**Short exercise**:
Collect every line of the records that contains the string "hood", matching case exactly.

(Data extracted from a collection)
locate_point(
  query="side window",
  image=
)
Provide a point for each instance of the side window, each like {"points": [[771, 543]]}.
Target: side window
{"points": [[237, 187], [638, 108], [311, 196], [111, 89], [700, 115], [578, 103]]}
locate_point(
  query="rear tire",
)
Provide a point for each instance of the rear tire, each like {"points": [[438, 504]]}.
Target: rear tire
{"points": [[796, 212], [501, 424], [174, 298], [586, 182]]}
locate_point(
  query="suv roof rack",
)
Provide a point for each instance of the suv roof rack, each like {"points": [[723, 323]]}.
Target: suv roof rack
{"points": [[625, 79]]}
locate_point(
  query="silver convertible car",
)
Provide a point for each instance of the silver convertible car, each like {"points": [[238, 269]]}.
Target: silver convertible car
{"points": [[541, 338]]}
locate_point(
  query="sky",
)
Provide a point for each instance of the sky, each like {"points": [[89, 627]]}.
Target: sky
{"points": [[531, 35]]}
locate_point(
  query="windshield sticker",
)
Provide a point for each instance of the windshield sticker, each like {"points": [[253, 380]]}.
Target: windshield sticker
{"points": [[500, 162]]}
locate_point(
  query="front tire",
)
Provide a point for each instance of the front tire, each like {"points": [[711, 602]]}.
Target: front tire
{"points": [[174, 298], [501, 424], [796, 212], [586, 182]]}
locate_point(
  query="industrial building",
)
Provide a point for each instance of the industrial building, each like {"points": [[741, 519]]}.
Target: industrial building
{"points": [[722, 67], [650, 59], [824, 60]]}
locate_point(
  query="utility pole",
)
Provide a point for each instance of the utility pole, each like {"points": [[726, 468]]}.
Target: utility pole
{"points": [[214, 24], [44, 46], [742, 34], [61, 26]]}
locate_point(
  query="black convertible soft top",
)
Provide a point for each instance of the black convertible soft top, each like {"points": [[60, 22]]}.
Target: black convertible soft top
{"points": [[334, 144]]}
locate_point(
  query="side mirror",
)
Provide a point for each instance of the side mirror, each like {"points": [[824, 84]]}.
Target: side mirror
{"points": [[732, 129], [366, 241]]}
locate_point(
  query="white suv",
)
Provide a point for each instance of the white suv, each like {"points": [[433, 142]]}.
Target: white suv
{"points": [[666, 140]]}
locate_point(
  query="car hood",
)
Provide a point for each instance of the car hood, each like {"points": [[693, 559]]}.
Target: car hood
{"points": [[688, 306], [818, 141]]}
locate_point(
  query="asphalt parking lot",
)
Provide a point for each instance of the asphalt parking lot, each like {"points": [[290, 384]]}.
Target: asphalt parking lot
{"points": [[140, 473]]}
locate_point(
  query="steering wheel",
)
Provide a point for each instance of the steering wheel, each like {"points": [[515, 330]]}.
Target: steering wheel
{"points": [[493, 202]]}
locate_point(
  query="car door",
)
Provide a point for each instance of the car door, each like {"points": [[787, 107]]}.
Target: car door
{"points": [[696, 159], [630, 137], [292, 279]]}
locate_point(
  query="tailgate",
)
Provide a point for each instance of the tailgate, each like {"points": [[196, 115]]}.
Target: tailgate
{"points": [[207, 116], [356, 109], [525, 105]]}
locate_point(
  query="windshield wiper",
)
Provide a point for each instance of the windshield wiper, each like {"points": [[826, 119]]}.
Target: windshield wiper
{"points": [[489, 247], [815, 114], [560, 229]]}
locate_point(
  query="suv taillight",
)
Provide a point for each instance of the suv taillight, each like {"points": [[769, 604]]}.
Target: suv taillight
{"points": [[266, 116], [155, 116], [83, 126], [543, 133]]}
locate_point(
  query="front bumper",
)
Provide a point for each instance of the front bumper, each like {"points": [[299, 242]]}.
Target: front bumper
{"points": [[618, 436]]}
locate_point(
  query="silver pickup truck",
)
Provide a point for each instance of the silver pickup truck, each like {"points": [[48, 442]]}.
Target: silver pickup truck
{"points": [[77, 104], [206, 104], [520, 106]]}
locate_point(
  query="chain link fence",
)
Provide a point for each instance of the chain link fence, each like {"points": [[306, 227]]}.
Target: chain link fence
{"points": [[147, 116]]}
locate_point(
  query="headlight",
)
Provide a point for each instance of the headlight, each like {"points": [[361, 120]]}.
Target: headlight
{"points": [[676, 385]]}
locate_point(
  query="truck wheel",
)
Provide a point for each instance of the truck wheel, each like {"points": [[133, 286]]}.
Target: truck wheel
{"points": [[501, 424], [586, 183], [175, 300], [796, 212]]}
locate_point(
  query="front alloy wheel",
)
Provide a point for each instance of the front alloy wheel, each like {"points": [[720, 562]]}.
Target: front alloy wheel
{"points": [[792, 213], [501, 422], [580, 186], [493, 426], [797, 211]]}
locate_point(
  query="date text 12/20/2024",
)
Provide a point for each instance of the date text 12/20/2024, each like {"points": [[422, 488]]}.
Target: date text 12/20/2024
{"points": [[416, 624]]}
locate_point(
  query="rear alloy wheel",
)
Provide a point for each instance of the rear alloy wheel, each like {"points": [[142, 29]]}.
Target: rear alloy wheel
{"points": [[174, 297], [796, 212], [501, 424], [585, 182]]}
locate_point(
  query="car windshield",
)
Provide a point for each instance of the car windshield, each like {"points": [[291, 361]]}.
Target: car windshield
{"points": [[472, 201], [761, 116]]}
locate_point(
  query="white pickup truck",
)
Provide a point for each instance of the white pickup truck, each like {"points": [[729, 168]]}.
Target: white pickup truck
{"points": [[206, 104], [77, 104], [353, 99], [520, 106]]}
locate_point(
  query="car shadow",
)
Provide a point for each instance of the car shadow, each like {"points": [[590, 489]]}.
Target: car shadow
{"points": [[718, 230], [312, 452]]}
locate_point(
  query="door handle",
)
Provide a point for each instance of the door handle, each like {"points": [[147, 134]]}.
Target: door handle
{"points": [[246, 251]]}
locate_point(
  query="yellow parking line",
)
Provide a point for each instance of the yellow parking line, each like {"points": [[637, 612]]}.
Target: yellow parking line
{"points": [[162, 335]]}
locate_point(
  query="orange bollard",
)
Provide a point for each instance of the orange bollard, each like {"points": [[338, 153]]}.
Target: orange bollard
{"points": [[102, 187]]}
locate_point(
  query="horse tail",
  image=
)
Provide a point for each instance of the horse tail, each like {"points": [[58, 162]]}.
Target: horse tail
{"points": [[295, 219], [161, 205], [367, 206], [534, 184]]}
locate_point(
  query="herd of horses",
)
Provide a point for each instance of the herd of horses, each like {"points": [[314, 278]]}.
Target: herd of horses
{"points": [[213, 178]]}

**Result for this exercise**:
  query="car hood",
Provide a point for each instance of the car hood, each like {"points": [[693, 559]]}.
Target: car hood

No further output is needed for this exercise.